● **Activity**: Count the lines below that hold the string "patch". Give only that number.

● **Supplied material**:
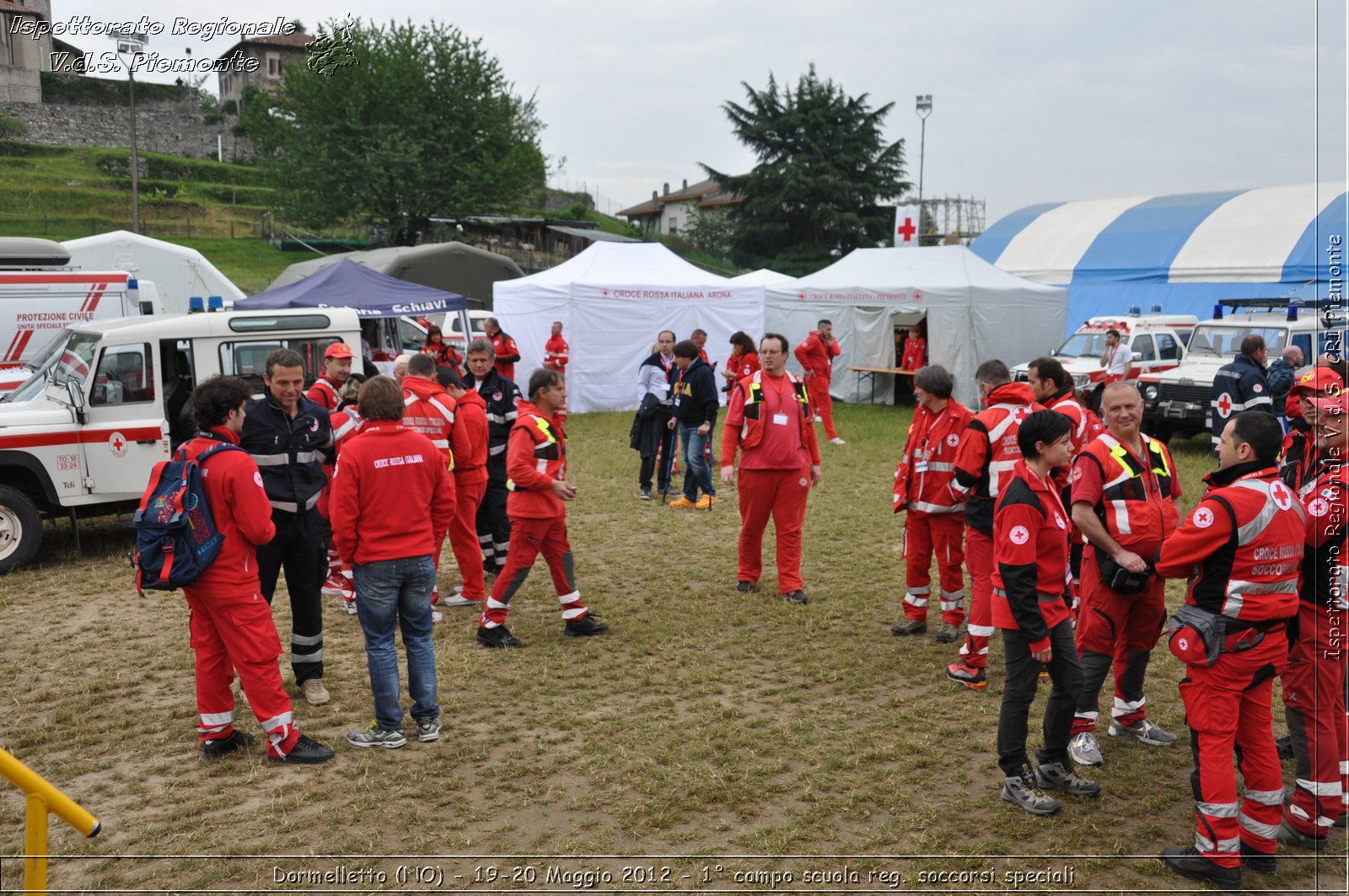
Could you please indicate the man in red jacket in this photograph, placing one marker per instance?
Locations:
(379, 476)
(989, 453)
(1031, 604)
(536, 462)
(935, 513)
(469, 442)
(233, 630)
(816, 354)
(1241, 550)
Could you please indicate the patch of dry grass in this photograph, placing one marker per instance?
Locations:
(706, 723)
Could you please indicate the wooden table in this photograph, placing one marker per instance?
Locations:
(869, 373)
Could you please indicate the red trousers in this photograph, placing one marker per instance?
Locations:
(924, 534)
(1124, 626)
(820, 390)
(1228, 707)
(782, 496)
(530, 537)
(234, 632)
(978, 561)
(1314, 705)
(463, 539)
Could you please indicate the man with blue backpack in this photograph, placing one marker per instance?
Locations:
(231, 624)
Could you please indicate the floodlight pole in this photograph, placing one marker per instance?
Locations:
(924, 108)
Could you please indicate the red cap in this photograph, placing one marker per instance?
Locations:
(1319, 379)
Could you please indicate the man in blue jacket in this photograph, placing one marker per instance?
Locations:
(696, 402)
(1240, 386)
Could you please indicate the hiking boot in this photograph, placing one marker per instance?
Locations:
(1290, 835)
(1023, 791)
(1143, 732)
(1258, 861)
(305, 752)
(968, 675)
(498, 637)
(1056, 776)
(314, 691)
(1085, 750)
(220, 747)
(375, 736)
(584, 628)
(428, 730)
(1189, 862)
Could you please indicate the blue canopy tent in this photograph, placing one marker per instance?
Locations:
(370, 293)
(1182, 253)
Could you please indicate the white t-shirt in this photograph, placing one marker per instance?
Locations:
(1117, 359)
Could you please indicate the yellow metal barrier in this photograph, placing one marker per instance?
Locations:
(42, 799)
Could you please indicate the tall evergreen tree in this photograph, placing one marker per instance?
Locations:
(822, 174)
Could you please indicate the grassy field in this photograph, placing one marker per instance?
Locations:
(719, 736)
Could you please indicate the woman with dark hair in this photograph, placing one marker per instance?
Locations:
(744, 361)
(442, 351)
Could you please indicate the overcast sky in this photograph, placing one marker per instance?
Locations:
(1034, 100)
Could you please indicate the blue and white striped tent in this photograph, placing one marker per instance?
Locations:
(1182, 251)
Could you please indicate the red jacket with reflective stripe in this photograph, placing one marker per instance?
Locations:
(536, 456)
(989, 451)
(1241, 548)
(927, 467)
(1031, 557)
(429, 410)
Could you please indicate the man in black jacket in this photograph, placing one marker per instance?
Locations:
(696, 404)
(501, 395)
(290, 437)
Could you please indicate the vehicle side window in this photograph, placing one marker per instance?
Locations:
(1167, 348)
(126, 374)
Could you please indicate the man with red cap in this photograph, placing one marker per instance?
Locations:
(327, 389)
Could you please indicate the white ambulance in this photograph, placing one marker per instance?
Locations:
(40, 294)
(108, 400)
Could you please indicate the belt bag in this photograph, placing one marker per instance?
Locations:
(1120, 579)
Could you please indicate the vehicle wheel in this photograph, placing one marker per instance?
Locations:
(20, 528)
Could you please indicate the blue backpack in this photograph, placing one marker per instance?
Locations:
(175, 534)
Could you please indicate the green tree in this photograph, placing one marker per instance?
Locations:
(422, 125)
(823, 170)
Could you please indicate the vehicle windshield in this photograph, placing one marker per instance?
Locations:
(1083, 346)
(64, 359)
(1224, 341)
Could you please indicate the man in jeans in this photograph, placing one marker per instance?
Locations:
(696, 402)
(381, 475)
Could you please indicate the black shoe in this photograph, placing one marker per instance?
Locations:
(498, 637)
(1258, 861)
(223, 745)
(584, 628)
(1189, 862)
(305, 752)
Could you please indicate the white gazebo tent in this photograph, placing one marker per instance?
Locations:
(975, 312)
(613, 300)
(177, 271)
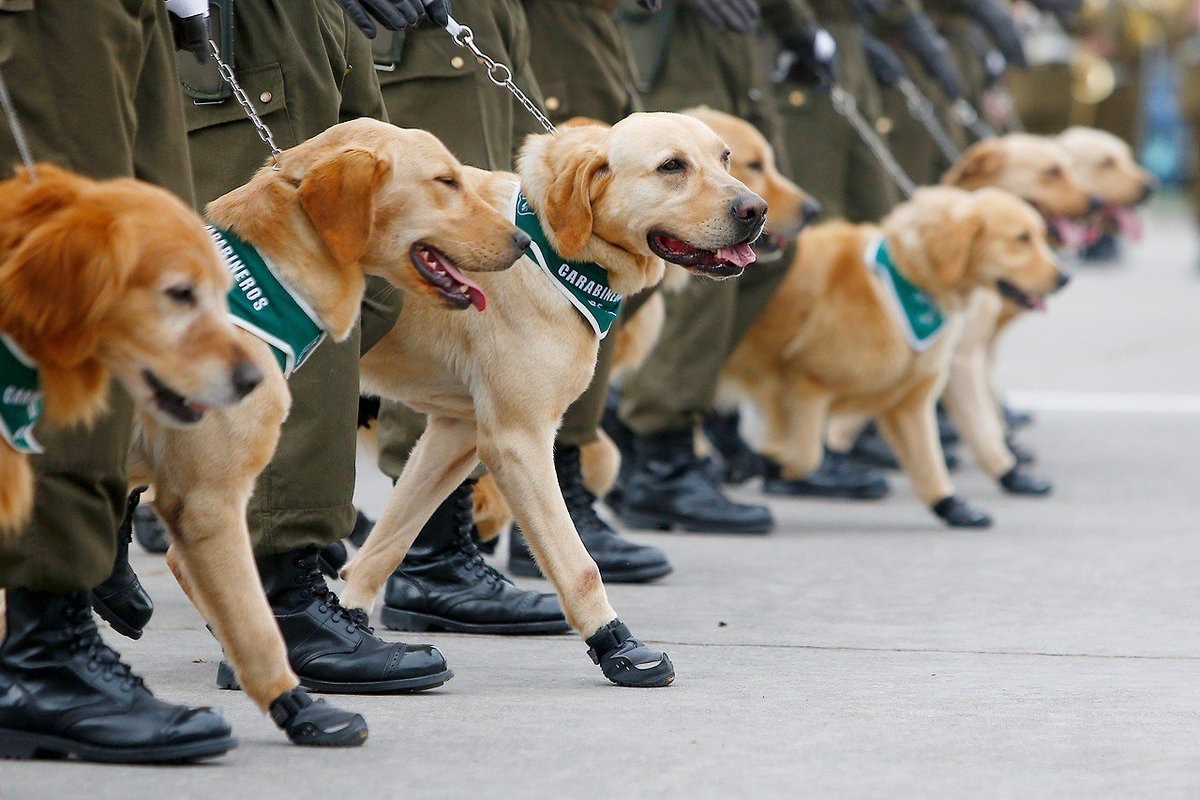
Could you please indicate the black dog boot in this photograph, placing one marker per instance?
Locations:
(619, 560)
(669, 488)
(958, 512)
(838, 476)
(627, 661)
(64, 693)
(445, 584)
(121, 601)
(333, 648)
(1019, 481)
(739, 462)
(316, 723)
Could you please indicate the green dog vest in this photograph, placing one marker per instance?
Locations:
(583, 283)
(263, 305)
(919, 316)
(21, 397)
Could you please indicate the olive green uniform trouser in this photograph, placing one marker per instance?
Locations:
(306, 68)
(96, 90)
(431, 83)
(677, 383)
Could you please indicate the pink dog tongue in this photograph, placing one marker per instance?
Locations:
(739, 254)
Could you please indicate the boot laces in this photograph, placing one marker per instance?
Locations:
(85, 638)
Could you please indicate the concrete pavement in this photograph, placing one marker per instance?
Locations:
(862, 650)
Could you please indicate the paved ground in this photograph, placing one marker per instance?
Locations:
(861, 650)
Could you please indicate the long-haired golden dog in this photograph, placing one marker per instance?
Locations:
(495, 386)
(111, 278)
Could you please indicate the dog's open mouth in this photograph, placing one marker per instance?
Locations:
(1024, 299)
(456, 289)
(172, 403)
(721, 263)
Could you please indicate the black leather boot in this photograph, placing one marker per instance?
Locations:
(444, 584)
(66, 693)
(333, 648)
(838, 476)
(619, 560)
(121, 600)
(669, 488)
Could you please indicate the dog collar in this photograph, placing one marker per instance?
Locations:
(265, 306)
(583, 283)
(919, 316)
(21, 397)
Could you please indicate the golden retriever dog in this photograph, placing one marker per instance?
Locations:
(833, 338)
(495, 386)
(102, 280)
(361, 198)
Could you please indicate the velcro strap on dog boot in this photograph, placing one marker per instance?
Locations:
(316, 722)
(628, 661)
(958, 512)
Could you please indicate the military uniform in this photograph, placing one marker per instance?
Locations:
(120, 116)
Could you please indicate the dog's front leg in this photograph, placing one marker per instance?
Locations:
(522, 463)
(442, 459)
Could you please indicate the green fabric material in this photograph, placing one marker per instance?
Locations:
(21, 397)
(264, 306)
(583, 283)
(919, 316)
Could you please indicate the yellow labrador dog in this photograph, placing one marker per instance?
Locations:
(361, 199)
(653, 187)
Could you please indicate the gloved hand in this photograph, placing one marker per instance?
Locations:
(394, 14)
(918, 34)
(729, 16)
(809, 58)
(885, 64)
(996, 19)
(190, 26)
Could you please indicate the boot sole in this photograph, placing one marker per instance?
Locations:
(21, 745)
(637, 575)
(643, 521)
(412, 621)
(228, 680)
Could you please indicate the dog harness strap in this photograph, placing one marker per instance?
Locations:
(265, 306)
(919, 316)
(21, 397)
(583, 283)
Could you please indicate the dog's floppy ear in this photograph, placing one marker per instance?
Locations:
(979, 162)
(569, 200)
(339, 194)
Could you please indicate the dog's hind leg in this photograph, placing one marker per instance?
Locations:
(443, 458)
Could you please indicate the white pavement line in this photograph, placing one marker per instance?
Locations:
(1105, 402)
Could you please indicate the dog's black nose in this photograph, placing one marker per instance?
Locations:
(246, 376)
(810, 210)
(750, 209)
(521, 241)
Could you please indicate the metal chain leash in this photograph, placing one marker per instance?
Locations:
(18, 133)
(264, 132)
(497, 72)
(845, 104)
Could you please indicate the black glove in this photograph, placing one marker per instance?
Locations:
(809, 58)
(729, 16)
(885, 64)
(394, 14)
(919, 36)
(996, 19)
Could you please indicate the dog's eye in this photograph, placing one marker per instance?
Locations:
(184, 295)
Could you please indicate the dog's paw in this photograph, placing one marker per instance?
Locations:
(316, 723)
(958, 512)
(1018, 481)
(627, 661)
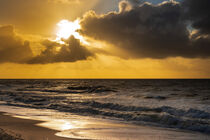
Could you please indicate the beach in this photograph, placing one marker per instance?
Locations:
(106, 109)
(31, 124)
(18, 129)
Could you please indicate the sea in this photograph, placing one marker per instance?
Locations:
(177, 104)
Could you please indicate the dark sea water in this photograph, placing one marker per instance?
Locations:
(181, 104)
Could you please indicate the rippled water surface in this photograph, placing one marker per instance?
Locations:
(181, 104)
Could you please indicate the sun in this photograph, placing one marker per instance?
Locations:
(67, 29)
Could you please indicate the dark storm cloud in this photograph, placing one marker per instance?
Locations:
(56, 52)
(154, 31)
(198, 12)
(16, 50)
(12, 47)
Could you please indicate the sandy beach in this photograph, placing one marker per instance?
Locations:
(34, 124)
(17, 129)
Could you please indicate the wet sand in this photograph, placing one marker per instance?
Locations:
(26, 129)
(39, 124)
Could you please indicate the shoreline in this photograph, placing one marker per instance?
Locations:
(25, 129)
(38, 124)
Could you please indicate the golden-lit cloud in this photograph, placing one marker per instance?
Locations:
(13, 48)
(147, 31)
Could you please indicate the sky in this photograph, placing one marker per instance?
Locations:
(104, 39)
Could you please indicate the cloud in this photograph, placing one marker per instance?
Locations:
(71, 52)
(150, 31)
(12, 47)
(197, 11)
(15, 50)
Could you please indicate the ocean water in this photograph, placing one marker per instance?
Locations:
(179, 104)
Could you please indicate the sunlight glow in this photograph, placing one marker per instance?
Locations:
(67, 29)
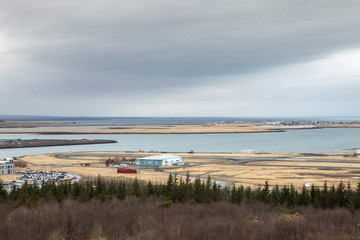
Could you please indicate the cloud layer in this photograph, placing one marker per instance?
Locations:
(186, 58)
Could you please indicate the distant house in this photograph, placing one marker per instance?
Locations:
(6, 167)
(160, 160)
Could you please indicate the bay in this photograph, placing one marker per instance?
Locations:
(328, 140)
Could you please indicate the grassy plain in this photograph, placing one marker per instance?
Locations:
(293, 169)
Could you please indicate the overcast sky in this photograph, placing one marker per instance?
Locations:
(180, 58)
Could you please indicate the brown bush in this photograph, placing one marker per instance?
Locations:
(134, 218)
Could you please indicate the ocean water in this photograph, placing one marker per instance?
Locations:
(330, 140)
(170, 120)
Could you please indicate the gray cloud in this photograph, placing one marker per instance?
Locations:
(146, 51)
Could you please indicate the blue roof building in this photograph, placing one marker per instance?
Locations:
(160, 160)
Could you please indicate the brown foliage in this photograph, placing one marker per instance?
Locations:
(133, 218)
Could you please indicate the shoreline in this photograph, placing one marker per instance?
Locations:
(50, 143)
(151, 128)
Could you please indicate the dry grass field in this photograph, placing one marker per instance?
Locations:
(292, 169)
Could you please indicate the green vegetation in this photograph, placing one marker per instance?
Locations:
(180, 209)
(184, 190)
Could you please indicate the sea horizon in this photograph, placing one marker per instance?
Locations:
(139, 120)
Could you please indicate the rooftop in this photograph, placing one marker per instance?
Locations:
(161, 157)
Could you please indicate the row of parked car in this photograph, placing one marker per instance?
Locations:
(46, 176)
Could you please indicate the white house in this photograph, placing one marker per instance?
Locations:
(6, 167)
(160, 160)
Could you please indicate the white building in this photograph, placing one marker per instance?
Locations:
(160, 160)
(6, 167)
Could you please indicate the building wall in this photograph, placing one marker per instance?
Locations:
(7, 169)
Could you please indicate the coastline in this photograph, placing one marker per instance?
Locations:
(198, 128)
(50, 143)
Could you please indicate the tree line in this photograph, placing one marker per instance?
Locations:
(187, 190)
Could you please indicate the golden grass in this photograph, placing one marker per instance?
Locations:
(247, 174)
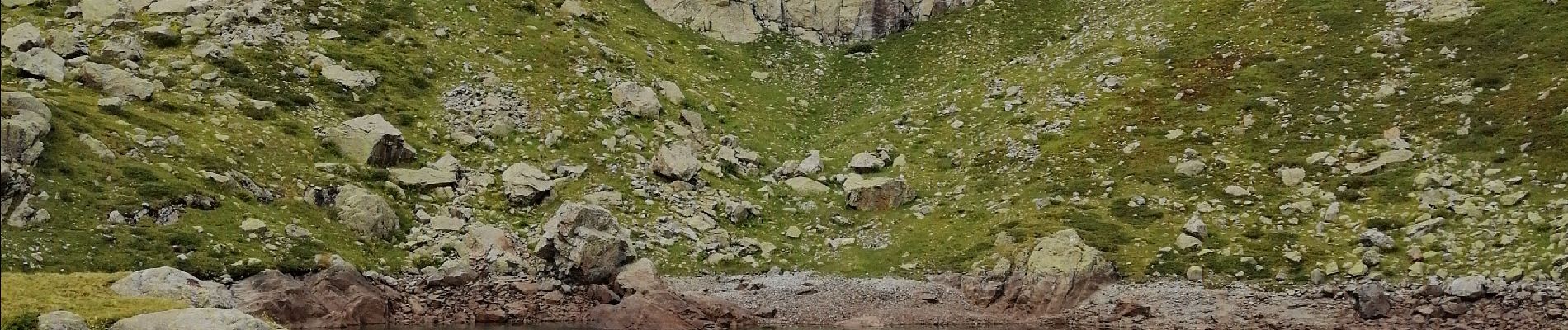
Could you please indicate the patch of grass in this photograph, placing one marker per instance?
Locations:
(82, 293)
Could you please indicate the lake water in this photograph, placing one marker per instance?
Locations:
(582, 328)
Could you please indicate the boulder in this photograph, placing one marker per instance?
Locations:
(371, 139)
(22, 36)
(334, 298)
(22, 134)
(193, 318)
(62, 321)
(423, 179)
(526, 185)
(1371, 300)
(583, 243)
(805, 185)
(877, 195)
(635, 99)
(1470, 288)
(366, 213)
(674, 162)
(43, 63)
(866, 163)
(172, 284)
(648, 304)
(115, 82)
(838, 22)
(94, 12)
(1052, 276)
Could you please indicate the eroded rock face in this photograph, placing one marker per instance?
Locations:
(651, 305)
(813, 21)
(371, 139)
(1051, 277)
(172, 284)
(877, 195)
(193, 318)
(336, 298)
(583, 243)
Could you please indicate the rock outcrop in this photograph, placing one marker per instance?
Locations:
(648, 304)
(366, 211)
(193, 318)
(172, 284)
(877, 195)
(334, 298)
(1056, 274)
(371, 139)
(813, 21)
(583, 243)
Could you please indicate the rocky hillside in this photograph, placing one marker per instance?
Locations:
(1268, 141)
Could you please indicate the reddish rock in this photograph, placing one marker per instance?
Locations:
(336, 298)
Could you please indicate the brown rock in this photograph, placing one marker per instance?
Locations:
(338, 296)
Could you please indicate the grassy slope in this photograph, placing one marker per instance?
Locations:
(1217, 54)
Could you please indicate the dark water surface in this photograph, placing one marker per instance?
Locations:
(582, 328)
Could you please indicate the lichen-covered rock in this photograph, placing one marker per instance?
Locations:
(1056, 274)
(813, 21)
(371, 139)
(366, 211)
(877, 195)
(115, 82)
(526, 185)
(583, 243)
(635, 99)
(172, 284)
(676, 163)
(193, 318)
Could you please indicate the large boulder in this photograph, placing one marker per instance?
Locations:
(193, 318)
(1371, 300)
(583, 243)
(22, 134)
(635, 99)
(118, 83)
(371, 139)
(172, 284)
(877, 195)
(676, 163)
(43, 63)
(526, 185)
(62, 321)
(338, 296)
(817, 22)
(366, 211)
(1052, 276)
(651, 305)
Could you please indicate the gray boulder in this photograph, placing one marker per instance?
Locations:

● **Result of the task**: 2